Task input:
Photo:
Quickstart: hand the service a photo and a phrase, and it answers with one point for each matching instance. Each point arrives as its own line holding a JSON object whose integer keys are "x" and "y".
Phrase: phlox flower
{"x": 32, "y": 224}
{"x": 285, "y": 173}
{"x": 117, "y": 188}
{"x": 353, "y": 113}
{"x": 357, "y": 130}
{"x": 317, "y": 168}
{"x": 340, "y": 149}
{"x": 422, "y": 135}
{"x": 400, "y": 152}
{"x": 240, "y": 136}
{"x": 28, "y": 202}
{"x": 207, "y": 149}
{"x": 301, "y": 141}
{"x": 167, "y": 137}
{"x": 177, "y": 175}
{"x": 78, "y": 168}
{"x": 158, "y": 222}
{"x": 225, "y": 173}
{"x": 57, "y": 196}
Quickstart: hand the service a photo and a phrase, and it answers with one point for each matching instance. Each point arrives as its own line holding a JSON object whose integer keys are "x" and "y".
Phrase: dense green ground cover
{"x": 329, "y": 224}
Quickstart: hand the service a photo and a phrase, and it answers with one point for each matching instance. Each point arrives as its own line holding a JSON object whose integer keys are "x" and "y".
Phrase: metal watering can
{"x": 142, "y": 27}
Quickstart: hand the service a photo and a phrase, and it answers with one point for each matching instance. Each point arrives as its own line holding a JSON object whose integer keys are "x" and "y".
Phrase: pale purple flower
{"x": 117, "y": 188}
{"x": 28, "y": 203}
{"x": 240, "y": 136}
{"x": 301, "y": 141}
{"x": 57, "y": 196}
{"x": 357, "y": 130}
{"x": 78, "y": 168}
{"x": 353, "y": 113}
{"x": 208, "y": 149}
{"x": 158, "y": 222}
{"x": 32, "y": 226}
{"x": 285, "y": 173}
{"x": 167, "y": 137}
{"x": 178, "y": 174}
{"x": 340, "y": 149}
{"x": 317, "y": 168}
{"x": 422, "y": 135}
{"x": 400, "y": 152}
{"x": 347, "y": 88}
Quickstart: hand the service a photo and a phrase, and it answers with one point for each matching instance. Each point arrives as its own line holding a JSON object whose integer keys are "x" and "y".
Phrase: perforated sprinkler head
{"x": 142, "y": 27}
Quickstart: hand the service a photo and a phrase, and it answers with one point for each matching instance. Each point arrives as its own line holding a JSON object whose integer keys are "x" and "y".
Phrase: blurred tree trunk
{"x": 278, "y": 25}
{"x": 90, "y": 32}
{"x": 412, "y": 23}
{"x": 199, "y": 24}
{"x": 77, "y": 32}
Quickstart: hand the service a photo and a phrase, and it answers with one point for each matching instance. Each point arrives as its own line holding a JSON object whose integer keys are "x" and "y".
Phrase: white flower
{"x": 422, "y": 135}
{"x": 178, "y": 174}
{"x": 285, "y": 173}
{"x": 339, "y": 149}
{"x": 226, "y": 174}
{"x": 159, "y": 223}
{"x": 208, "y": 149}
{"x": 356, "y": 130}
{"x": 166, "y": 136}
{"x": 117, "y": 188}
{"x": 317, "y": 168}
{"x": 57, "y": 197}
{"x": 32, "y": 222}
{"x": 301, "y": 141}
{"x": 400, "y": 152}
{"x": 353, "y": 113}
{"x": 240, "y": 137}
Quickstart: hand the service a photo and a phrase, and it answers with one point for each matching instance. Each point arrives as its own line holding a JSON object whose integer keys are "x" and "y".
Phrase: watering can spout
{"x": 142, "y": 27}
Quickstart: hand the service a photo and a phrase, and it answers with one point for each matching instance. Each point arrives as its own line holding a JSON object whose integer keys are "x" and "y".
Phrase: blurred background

What is asked: Each line in the material above must be retyped without alteration.

Task answer:
Photo:
Quickstart: hand the service a photo and a phrase, and it answers with one point for each matching instance. Each point arrives as its own line holding a JSON object whose integer keys are "x" and "y".
Phrase: phlox flower
{"x": 32, "y": 224}
{"x": 285, "y": 173}
{"x": 117, "y": 188}
{"x": 353, "y": 113}
{"x": 357, "y": 130}
{"x": 317, "y": 168}
{"x": 340, "y": 149}
{"x": 422, "y": 135}
{"x": 400, "y": 152}
{"x": 240, "y": 136}
{"x": 28, "y": 202}
{"x": 207, "y": 149}
{"x": 301, "y": 141}
{"x": 167, "y": 137}
{"x": 177, "y": 175}
{"x": 78, "y": 168}
{"x": 158, "y": 222}
{"x": 225, "y": 173}
{"x": 57, "y": 196}
Quickstart: hand the service a photo and a phrase, and it answers with one point for each matching instance. Each point arrives as its own line holding a JSON object whose integer keys are "x" and "y".
Phrase: dense green ground cover
{"x": 329, "y": 224}
Quickstart: hand the service a photo and a phrase, and it answers with one point for each matching instance. Each point arrives as its own line holding a JSON object whose integer keys are "x" and "y".
Phrase: metal watering can
{"x": 142, "y": 27}
Quickstart: hand the service a photo and a phrase, and it answers with one point for each matching instance. Each point arrives as its own line holding a JSON object whose integer keys are "x" and "y".
Phrase: pale purple flower
{"x": 117, "y": 188}
{"x": 28, "y": 203}
{"x": 240, "y": 136}
{"x": 301, "y": 141}
{"x": 57, "y": 196}
{"x": 357, "y": 130}
{"x": 78, "y": 168}
{"x": 353, "y": 113}
{"x": 208, "y": 149}
{"x": 158, "y": 222}
{"x": 32, "y": 226}
{"x": 285, "y": 173}
{"x": 167, "y": 137}
{"x": 178, "y": 174}
{"x": 340, "y": 149}
{"x": 317, "y": 168}
{"x": 422, "y": 135}
{"x": 400, "y": 152}
{"x": 347, "y": 88}
Quickstart: hand the service a photo and a phrase, and it answers with one point for each matching instance. Each point arrives as its own line holding a JSON object whose integer keys are "x" and "y".
Phrase: perforated sprinkler head
{"x": 142, "y": 27}
Quickstart: hand the service a photo and a phrase, and it answers with one point for each matching instance. Each point arrives as its own line holding a JSON object whose integer keys are "x" and "y".
Phrase: blurred tree trunk
{"x": 278, "y": 25}
{"x": 90, "y": 32}
{"x": 412, "y": 23}
{"x": 199, "y": 24}
{"x": 77, "y": 32}
Quickstart: hand the service a photo and a phrase, and it answers with one point for each matching instance. Each point arrives as its own line holding a JSON object whose integer keys are "x" and "y".
Phrase: white flower
{"x": 422, "y": 135}
{"x": 178, "y": 174}
{"x": 285, "y": 173}
{"x": 339, "y": 149}
{"x": 226, "y": 174}
{"x": 159, "y": 223}
{"x": 208, "y": 149}
{"x": 356, "y": 130}
{"x": 166, "y": 136}
{"x": 117, "y": 188}
{"x": 317, "y": 168}
{"x": 57, "y": 197}
{"x": 32, "y": 222}
{"x": 301, "y": 141}
{"x": 400, "y": 152}
{"x": 353, "y": 113}
{"x": 240, "y": 137}
Quickstart: hand the service a photo and a phrase, and it answers with one point for each matching instance. Each point arrives as its own line holding a JSON object whose integer keys are "x" and "y".
Phrase: watering can spout
{"x": 142, "y": 27}
Quickstart: hand the service a photo and a phrase, and it answers with one point for each matching instance. Each point arrives as its own line holding a JSON object whose integer keys are "x" and "y".
Phrase: blurred background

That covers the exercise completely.